Sanctions et portée de l’obligation de minimiser le dommage dans la jurisprudence arbitrale

L’extension de l’obligation de minimiser le préjudice symétriquement à l’extension du champ d’application ratione personae de la convention d’arbitrage

En raison du principe d’effet relatif des conventions, la convention d’arbitrage ne devrait pas avoir d’effet sur les tiers au contrat.
Ainsi, il aurait été légitime de penser que le professionnel n’ayant ni proposé, ni accepté un contrat contenant une clause compromissoire ne puisse pas être contraint à avoir recours à une procédure d’arbitrage international, et, à plus forte raison, ne puisse se voir opposer l’obligation de minimiser son préjudice résultant de celle-ci.
Le droit français de l’arbitrage a pourtant développé, dans le cadre de la jurisprudence favorable au principe de validité de la clause compromissoire, une « règle matérielle retenant un principe général d’extension de la convention d’arbitrage au tiers non signataire simplement fondé sur l’implication volontaire du tiers dans l’exécution du contrat pour lequel la convention d’arbitrage a été stipulée » .Cette règle matérielle s’est notamment illustrée dans un arrêt Alcatel Business Systems, s’agissant d’une chaine de contrats translatifs de propriété, ainsi que dans un arrêt Société des Ciments d’Abidjan, s’agissant d’une cession de contrat.
Les acquéreurs successifs (ou le cessionnaire) ne sont pas nécessairement au courant de l’existence d’une clause compromissoire. Or, lorsque l’un d’eux voyant ses intérêts lésés par une inexécution contractuelle agira aux fins de voir ce dernier réparé, l’auteur du dommage lui opposera l’incompétence de la juridiction saisie au profit de la juridiction arbitrale, qui risque de relever, le cas échéant, des manquements par la partie lésée à son obligation de minimiser.
Dans son commentaire de l’arrêt Alcatel Business Systems, Eric LOQUIN écrivait très justement que « la transmission de la clause compromissoire est la conséquence d’un double rapport d’accessoire à principal ».
Il apparait qu’en raison du lien entre clause compromissoire et sujétion à l’obligation de minimiser son préjudice, il est possible d’affirmer que l’extension et la transmission de l’obligation de minimiser le préjudice sont les conséquences d’un rapport d’accessoire à principal, au troisième degré, l’obligation suivant la clause compromissoire, laquelle suit le droit d’action attaché au droit transmis.

> **Exercice proposé**
Selon le texte sur l'obligation de minimiser le dommage, dans quel arrêt la règle matérielle s'est-elle illustrée s'agissant d'une cession de contrat ? Les lignes qui suivent ne sont pas nécessaires.

> **Lignes de données**

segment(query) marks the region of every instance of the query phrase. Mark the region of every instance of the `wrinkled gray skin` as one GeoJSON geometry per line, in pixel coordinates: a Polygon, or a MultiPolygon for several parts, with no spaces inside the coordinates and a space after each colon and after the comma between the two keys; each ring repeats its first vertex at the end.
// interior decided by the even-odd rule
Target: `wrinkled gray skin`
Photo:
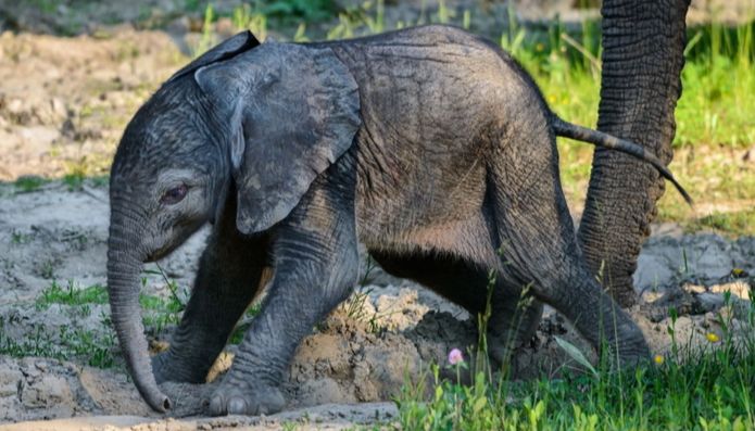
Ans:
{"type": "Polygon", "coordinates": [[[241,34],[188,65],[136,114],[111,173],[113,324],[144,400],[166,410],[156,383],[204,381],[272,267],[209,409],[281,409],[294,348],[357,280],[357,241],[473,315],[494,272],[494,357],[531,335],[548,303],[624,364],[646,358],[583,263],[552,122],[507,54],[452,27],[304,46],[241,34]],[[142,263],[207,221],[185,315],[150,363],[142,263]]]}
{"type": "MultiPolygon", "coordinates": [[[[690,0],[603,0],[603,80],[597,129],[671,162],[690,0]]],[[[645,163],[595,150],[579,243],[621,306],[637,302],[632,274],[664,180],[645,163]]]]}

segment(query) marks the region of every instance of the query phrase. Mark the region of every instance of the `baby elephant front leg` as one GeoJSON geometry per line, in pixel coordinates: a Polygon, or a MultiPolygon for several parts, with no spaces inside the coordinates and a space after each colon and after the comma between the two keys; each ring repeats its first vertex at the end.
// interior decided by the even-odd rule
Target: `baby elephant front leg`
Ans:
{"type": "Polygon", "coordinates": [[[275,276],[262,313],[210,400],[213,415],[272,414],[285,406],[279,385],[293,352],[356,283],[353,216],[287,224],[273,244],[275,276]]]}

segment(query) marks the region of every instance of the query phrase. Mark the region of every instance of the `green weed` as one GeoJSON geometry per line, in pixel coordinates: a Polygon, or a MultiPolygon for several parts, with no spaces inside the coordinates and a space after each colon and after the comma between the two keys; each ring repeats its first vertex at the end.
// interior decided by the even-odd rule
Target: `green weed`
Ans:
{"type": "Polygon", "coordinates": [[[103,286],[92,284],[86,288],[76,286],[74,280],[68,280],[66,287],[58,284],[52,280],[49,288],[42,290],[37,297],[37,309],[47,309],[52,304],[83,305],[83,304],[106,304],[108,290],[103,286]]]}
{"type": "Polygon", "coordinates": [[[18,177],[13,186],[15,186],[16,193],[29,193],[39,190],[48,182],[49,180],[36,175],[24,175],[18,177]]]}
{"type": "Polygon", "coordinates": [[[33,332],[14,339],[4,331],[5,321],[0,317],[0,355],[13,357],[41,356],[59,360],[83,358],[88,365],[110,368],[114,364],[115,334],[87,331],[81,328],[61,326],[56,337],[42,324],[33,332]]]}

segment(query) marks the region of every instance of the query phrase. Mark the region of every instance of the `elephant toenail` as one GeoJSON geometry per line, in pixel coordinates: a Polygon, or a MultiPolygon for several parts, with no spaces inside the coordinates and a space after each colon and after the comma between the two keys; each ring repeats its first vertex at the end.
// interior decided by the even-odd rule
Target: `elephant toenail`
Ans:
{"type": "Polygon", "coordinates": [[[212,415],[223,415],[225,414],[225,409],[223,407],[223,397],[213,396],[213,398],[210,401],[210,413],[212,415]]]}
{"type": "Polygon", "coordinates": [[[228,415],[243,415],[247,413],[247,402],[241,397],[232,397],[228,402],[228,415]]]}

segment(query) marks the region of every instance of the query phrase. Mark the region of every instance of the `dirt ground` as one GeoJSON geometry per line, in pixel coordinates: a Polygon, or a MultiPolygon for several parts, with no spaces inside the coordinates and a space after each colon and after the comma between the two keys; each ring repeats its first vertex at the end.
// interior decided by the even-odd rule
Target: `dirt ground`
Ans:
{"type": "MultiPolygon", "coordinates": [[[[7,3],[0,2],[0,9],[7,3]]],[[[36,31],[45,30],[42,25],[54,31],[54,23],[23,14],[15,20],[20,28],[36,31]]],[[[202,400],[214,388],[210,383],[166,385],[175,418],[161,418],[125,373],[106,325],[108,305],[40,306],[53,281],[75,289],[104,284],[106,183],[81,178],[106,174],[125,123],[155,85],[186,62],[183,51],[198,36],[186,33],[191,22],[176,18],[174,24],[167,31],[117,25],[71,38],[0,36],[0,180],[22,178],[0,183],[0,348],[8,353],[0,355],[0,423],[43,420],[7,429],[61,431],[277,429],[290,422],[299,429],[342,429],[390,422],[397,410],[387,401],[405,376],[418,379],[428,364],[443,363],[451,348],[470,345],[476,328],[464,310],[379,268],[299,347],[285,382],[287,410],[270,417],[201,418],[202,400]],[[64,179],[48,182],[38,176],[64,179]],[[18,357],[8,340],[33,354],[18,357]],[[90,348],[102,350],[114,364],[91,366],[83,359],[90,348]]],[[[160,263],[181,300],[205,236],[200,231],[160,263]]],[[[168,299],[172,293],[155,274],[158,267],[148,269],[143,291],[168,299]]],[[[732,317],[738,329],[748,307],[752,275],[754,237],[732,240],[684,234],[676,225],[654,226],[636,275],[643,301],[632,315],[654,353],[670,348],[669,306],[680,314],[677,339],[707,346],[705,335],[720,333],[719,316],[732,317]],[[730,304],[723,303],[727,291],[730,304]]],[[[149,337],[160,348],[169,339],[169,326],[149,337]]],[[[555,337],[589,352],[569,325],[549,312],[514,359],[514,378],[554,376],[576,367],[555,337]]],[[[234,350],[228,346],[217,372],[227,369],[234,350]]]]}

> **Réponse à l'exercice**
Dans l'arrêt Société des Ciments d'Abidjan.